YOUR ASSIGNMENT
Nothing in the records may be altered, so transcribe them exactly.

---------- DATASET RECORDS

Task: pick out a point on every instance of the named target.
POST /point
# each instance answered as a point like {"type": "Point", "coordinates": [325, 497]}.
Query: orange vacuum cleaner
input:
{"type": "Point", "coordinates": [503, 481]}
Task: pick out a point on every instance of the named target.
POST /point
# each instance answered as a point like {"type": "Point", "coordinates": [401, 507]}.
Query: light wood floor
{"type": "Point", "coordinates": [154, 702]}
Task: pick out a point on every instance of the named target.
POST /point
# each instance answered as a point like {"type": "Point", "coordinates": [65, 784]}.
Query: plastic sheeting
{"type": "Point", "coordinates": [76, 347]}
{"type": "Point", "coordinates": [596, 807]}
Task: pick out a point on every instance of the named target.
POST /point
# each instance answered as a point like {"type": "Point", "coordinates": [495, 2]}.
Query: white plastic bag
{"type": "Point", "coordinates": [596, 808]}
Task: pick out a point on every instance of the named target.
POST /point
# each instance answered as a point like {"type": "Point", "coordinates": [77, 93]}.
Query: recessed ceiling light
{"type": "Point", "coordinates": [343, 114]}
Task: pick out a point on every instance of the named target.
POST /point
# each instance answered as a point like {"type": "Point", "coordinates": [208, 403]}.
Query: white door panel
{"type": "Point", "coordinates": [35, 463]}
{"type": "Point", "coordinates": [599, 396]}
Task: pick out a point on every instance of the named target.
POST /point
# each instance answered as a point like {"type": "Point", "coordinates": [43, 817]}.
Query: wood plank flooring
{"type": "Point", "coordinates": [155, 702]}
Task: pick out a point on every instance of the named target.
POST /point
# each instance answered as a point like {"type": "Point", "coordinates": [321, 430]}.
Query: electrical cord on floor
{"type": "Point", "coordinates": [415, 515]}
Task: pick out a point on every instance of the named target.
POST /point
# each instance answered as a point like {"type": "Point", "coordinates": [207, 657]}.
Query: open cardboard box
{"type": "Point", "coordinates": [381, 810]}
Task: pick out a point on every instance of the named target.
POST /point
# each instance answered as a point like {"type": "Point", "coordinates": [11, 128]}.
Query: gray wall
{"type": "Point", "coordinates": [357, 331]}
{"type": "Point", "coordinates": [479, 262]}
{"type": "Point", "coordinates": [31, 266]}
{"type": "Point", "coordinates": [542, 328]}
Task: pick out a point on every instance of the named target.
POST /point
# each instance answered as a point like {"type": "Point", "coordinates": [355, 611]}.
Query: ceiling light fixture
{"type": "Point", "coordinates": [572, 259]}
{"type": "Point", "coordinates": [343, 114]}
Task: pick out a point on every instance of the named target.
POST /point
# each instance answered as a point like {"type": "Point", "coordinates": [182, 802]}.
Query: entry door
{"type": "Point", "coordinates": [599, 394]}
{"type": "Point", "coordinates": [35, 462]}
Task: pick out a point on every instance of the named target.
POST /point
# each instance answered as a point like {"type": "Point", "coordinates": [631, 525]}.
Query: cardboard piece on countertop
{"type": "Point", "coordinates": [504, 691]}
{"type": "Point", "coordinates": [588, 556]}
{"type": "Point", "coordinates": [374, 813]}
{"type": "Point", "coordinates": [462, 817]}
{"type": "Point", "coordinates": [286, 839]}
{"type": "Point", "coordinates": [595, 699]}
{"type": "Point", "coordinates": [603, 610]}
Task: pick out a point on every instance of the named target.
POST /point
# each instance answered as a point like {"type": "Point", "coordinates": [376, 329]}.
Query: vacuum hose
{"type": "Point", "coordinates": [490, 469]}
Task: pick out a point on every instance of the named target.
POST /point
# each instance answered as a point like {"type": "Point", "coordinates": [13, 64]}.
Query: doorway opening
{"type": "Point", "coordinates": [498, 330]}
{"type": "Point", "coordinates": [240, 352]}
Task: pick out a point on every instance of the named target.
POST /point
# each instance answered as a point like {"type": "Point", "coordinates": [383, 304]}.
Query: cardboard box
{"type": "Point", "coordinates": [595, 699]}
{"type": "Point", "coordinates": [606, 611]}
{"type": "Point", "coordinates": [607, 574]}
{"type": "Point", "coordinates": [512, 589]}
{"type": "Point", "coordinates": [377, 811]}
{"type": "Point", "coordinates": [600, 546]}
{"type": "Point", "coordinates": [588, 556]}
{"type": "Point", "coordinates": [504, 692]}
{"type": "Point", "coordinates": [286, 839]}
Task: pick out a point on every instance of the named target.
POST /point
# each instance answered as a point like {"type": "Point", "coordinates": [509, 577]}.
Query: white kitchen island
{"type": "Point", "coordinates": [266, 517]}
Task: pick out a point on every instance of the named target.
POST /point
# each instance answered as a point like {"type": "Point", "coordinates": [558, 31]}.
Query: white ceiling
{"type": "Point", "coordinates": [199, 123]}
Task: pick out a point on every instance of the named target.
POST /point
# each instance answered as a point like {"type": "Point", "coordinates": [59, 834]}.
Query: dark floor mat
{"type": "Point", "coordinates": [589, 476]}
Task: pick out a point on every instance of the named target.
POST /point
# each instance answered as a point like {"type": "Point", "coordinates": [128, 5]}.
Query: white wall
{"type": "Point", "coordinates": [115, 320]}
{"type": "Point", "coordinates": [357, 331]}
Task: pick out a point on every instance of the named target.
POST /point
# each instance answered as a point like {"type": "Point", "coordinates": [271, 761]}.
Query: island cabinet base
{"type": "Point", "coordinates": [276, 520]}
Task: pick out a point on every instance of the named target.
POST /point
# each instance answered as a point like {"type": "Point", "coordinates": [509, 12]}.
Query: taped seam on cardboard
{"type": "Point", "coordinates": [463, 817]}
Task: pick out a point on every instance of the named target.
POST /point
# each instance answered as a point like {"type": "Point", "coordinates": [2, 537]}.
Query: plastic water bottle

--------------------

ANSWER SECTION
Task: pick out a point on every instance of the named target.
POST /point
# each instance answered as a point like {"type": "Point", "coordinates": [325, 497]}.
Query: orange vacuum cleaner
input:
{"type": "Point", "coordinates": [503, 481]}
Task: pick out a point on every instance of the named target.
POST /point
# each instance answered as a point like {"type": "Point", "coordinates": [401, 507]}.
Query: light wood floor
{"type": "Point", "coordinates": [154, 702]}
Task: pick out a point on every instance of the named target.
POST /point
# each instance answered as a point like {"type": "Point", "coordinates": [65, 784]}.
Query: plastic sheeting
{"type": "Point", "coordinates": [76, 347]}
{"type": "Point", "coordinates": [596, 807]}
Task: pick out a point on every instance of the named target.
POST /point
# each instance answered as a point like {"type": "Point", "coordinates": [495, 2]}.
Query: white plastic bag
{"type": "Point", "coordinates": [596, 808]}
Task: pick out a point on every instance of the named target.
POST /point
# each instance answered as a point like {"type": "Point", "coordinates": [77, 93]}.
Query: recessed ceiling light
{"type": "Point", "coordinates": [343, 114]}
Task: pick out a point on every instance of the named target.
POST /point
# each instance answered as a point like {"type": "Point", "coordinates": [208, 403]}.
Query: white door panel
{"type": "Point", "coordinates": [35, 463]}
{"type": "Point", "coordinates": [599, 396]}
Task: pick out a point on every instance of the named target.
POST /point
# each instance answered as a point like {"type": "Point", "coordinates": [43, 817]}.
Query: wood plank flooring
{"type": "Point", "coordinates": [155, 702]}
Task: pick out a point on every instance of the named target.
POST /point
# each instance answered as a point like {"type": "Point", "coordinates": [321, 430]}.
Query: electrical cord on floor
{"type": "Point", "coordinates": [415, 515]}
Task: pick out a point on every instance of the named target.
POST /point
# each instance answered as a point like {"type": "Point", "coordinates": [207, 657]}.
Query: open cardboard box
{"type": "Point", "coordinates": [381, 810]}
Task: pick out a point on every instance of the named target.
POST /point
# each instance answered as a point like {"type": "Point", "coordinates": [11, 128]}.
Query: gray wall
{"type": "Point", "coordinates": [357, 331]}
{"type": "Point", "coordinates": [479, 262]}
{"type": "Point", "coordinates": [31, 266]}
{"type": "Point", "coordinates": [542, 328]}
Task: pick out a point on every instance of the named target.
POST /point
# each instance answered as a point like {"type": "Point", "coordinates": [355, 611]}.
Query: ceiling light fixture
{"type": "Point", "coordinates": [572, 259]}
{"type": "Point", "coordinates": [343, 114]}
Task: pick out a point on every instance of the named target.
POST /point
# each instance answered as a point like {"type": "Point", "coordinates": [182, 802]}.
Query: entry door
{"type": "Point", "coordinates": [599, 394]}
{"type": "Point", "coordinates": [35, 462]}
Task: pick out a point on every instance of the named target.
POST /point
# each instance answered as a point like {"type": "Point", "coordinates": [631, 525]}.
Query: cardboard piece on countertop
{"type": "Point", "coordinates": [504, 691]}
{"type": "Point", "coordinates": [588, 556]}
{"type": "Point", "coordinates": [374, 813]}
{"type": "Point", "coordinates": [462, 817]}
{"type": "Point", "coordinates": [286, 839]}
{"type": "Point", "coordinates": [595, 699]}
{"type": "Point", "coordinates": [603, 610]}
Task: pick out a point on every instance of the named target.
POST /point
# each instance answered as a point like {"type": "Point", "coordinates": [376, 329]}.
Query: vacuum hose
{"type": "Point", "coordinates": [490, 469]}
Task: pick out a point on every instance of the named target.
POST /point
# each instance answered as a point like {"type": "Point", "coordinates": [13, 64]}.
Query: doorway opening
{"type": "Point", "coordinates": [498, 330]}
{"type": "Point", "coordinates": [240, 352]}
Task: pick out a point on every instance of the named target.
POST /point
# each instance answered as a point like {"type": "Point", "coordinates": [383, 304]}.
Query: cardboard box
{"type": "Point", "coordinates": [595, 699]}
{"type": "Point", "coordinates": [606, 611]}
{"type": "Point", "coordinates": [607, 574]}
{"type": "Point", "coordinates": [512, 589]}
{"type": "Point", "coordinates": [377, 811]}
{"type": "Point", "coordinates": [600, 546]}
{"type": "Point", "coordinates": [588, 556]}
{"type": "Point", "coordinates": [504, 692]}
{"type": "Point", "coordinates": [286, 839]}
Task: pick out a point on every instance of the named target.
POST /point
# each instance answered as a point like {"type": "Point", "coordinates": [509, 577]}.
Query: white kitchen island
{"type": "Point", "coordinates": [266, 517]}
Task: pick out a point on every instance of the named target.
POST /point
# each instance answered as a point like {"type": "Point", "coordinates": [558, 31]}.
Query: white ceiling
{"type": "Point", "coordinates": [199, 123]}
Task: pick out a point on every instance of the named target.
POST /point
# each instance answered as a point like {"type": "Point", "coordinates": [59, 834]}.
Query: dark floor mat
{"type": "Point", "coordinates": [589, 476]}
Task: pick out a point on every instance of the named target.
POST /point
# each instance answered as a point like {"type": "Point", "coordinates": [128, 5]}.
Query: white wall
{"type": "Point", "coordinates": [115, 320]}
{"type": "Point", "coordinates": [357, 331]}
Task: pick out a point on every instance of the named target.
POST /point
# each instance answered as a point like {"type": "Point", "coordinates": [271, 761]}.
Query: island cabinet base
{"type": "Point", "coordinates": [276, 520]}
Task: pick out a point on every instance of the named target.
POST /point
# each instance answered as a point like {"type": "Point", "coordinates": [509, 12]}.
Query: taped seam on cardboard
{"type": "Point", "coordinates": [463, 817]}
Task: pick out a point on every instance of the named target.
POST /point
# each instance answered as a point like {"type": "Point", "coordinates": [2, 537]}.
Query: plastic water bottle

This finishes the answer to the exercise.